SHORT TASK
Update the lines that begin with the one containing "Please examine the image above and identify every heart" and run through the final line. Replace "gold fork" with "silver fork", and leave everything else the same.

EXERCISE INPUTS
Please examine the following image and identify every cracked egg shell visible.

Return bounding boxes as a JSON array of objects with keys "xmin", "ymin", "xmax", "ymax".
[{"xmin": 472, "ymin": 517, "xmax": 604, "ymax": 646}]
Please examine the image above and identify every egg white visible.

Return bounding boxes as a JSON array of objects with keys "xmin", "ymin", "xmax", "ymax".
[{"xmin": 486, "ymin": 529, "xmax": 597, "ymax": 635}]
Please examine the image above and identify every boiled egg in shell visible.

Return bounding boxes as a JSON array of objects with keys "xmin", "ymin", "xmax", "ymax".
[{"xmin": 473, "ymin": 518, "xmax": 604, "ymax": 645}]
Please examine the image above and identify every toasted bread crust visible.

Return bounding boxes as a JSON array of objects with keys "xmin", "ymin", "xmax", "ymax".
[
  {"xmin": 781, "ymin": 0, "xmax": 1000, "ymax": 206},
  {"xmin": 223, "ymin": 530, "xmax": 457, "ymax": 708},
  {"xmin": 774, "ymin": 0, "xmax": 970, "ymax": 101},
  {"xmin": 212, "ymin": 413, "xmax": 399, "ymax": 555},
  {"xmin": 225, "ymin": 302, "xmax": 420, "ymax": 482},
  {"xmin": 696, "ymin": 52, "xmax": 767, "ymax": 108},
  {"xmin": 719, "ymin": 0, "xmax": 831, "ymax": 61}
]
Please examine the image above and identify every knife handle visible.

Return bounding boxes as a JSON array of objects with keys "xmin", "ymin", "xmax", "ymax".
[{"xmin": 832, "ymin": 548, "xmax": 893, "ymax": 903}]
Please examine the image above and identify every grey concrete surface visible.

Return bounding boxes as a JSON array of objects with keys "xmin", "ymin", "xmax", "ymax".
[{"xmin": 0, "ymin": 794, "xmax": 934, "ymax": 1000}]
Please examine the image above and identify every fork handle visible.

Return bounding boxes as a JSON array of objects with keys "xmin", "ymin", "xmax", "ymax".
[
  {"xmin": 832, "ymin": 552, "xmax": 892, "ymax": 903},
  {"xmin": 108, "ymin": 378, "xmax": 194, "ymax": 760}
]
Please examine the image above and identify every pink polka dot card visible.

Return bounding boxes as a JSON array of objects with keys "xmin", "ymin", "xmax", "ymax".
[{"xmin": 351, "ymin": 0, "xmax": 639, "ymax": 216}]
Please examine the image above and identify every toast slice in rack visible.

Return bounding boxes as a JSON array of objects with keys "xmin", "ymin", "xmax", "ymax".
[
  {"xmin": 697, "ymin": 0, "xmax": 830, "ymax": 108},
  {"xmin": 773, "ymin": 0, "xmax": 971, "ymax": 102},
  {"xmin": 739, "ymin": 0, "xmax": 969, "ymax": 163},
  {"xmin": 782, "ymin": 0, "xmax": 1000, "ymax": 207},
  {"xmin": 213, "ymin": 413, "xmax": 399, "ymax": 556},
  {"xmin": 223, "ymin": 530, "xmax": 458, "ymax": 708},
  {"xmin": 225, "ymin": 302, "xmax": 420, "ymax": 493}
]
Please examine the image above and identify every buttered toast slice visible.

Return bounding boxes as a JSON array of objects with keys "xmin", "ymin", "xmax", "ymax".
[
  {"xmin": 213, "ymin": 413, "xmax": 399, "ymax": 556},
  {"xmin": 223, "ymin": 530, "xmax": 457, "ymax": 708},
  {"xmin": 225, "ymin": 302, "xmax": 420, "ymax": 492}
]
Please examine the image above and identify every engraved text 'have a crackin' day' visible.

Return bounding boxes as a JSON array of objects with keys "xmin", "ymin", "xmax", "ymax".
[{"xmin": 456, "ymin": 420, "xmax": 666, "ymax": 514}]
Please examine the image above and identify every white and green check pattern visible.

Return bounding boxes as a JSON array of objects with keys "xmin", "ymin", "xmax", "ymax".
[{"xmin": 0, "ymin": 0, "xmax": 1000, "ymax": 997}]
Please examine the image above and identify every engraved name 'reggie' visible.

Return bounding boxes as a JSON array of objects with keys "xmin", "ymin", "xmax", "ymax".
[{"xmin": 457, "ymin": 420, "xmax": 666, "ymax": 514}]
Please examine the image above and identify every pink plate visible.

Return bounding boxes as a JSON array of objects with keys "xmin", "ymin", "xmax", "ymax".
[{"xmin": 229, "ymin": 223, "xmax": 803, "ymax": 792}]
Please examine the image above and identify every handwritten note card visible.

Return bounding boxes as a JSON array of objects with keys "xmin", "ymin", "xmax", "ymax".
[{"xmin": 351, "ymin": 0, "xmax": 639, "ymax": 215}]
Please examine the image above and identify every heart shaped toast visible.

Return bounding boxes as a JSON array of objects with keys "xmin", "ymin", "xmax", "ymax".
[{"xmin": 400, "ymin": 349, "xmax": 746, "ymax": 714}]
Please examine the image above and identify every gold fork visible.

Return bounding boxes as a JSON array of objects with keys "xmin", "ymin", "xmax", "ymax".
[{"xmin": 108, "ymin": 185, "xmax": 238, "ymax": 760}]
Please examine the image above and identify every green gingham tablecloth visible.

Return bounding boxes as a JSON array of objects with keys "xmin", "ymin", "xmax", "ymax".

FINISHED EXERCISE
Please examine the image above and identify every heart shaped toast visible.

Return bounding boxes as a JSON array of objects with keys "xmin", "ymin", "xmax", "ymax".
[{"xmin": 400, "ymin": 349, "xmax": 746, "ymax": 714}]
Please examine the image above and identify every silver fork visible.

Return bounding boxes as a JSON array of objects with keys "xmin", "ymin", "xmax", "ymax".
[{"xmin": 108, "ymin": 185, "xmax": 238, "ymax": 760}]
Please examine the image above and identify every green gingham tablecloth visible.

Return bounding boxes as a JSON array of objects with keys "xmin", "ymin", "xmax", "ymax".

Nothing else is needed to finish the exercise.